» Exercise goal
When the string "query" is part of a line in the data below, report the whole line.

Collected data:
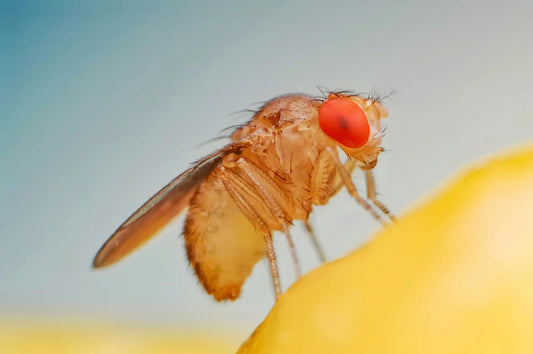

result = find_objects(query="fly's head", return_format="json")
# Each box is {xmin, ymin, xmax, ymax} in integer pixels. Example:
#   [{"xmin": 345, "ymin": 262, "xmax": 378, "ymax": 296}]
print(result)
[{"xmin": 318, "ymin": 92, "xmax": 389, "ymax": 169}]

...

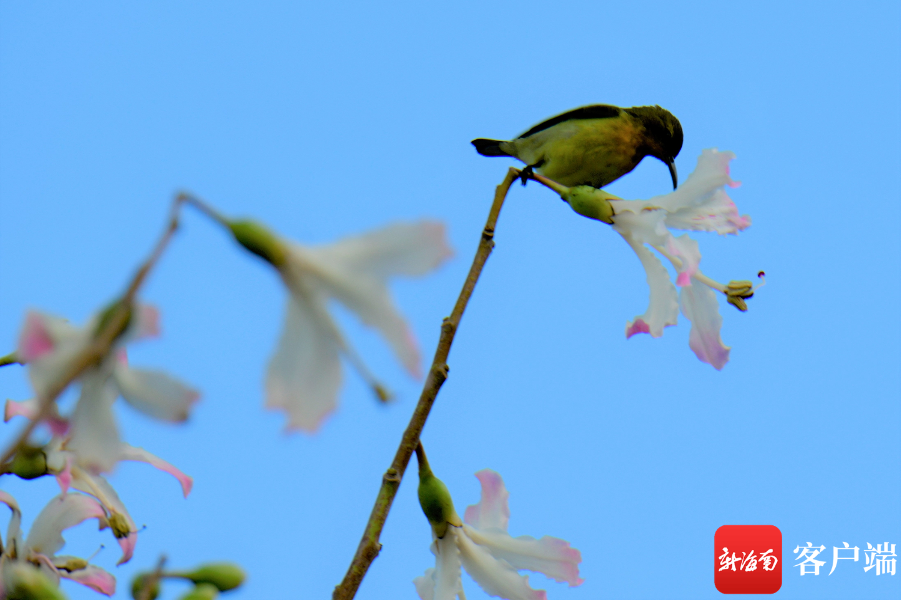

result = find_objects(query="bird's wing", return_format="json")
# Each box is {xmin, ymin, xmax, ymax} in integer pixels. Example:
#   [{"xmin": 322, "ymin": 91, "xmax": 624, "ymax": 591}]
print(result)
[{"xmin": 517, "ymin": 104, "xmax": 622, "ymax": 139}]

» Solved exercise
result = find_objects(query="fly's head", return_format="json")
result = find_objects(query="bird's wing", return_format="json")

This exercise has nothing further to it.